> [Stated problem]
Render the lines from the one containing "Could you please mark the utility" through the final line, both included, as a Markdown table with the columns Row and Line Text, leaving out any blank lines.
###
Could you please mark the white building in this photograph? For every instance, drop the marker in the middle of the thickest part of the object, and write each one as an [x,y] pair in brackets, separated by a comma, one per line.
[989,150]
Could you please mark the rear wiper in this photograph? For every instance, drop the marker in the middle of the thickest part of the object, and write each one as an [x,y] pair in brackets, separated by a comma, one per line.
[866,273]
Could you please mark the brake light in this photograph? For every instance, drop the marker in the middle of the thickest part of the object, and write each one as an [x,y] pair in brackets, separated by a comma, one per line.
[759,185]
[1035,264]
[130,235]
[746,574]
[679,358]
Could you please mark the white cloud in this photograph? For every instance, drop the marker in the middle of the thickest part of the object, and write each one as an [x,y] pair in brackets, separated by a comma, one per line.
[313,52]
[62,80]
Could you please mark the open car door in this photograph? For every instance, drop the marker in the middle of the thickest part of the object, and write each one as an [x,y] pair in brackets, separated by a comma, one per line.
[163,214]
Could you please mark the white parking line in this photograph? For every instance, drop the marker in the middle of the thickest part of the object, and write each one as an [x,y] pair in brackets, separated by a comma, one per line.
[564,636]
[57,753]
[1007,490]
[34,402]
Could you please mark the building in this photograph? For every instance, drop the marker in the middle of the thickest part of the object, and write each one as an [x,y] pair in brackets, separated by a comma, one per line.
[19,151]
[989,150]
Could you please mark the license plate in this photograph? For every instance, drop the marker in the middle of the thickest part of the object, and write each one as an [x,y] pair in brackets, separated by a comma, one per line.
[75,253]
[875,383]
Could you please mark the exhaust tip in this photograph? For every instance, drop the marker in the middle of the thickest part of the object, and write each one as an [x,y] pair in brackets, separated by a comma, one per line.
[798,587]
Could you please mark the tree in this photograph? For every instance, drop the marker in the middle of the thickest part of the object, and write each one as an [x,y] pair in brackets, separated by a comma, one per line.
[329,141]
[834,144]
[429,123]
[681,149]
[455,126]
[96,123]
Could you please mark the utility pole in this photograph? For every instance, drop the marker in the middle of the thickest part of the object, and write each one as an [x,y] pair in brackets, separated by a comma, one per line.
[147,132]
###
> [Correct answer]
| Row | Line Text |
|---|---|
| 1 | Could you please mark the utility pole in this photograph? For every instance, drop the marker in the middle of the thickest part of the object, and write each one as an [x,y] pair in brackets, separated by a comma, one per line. |
| 2 | [147,132] |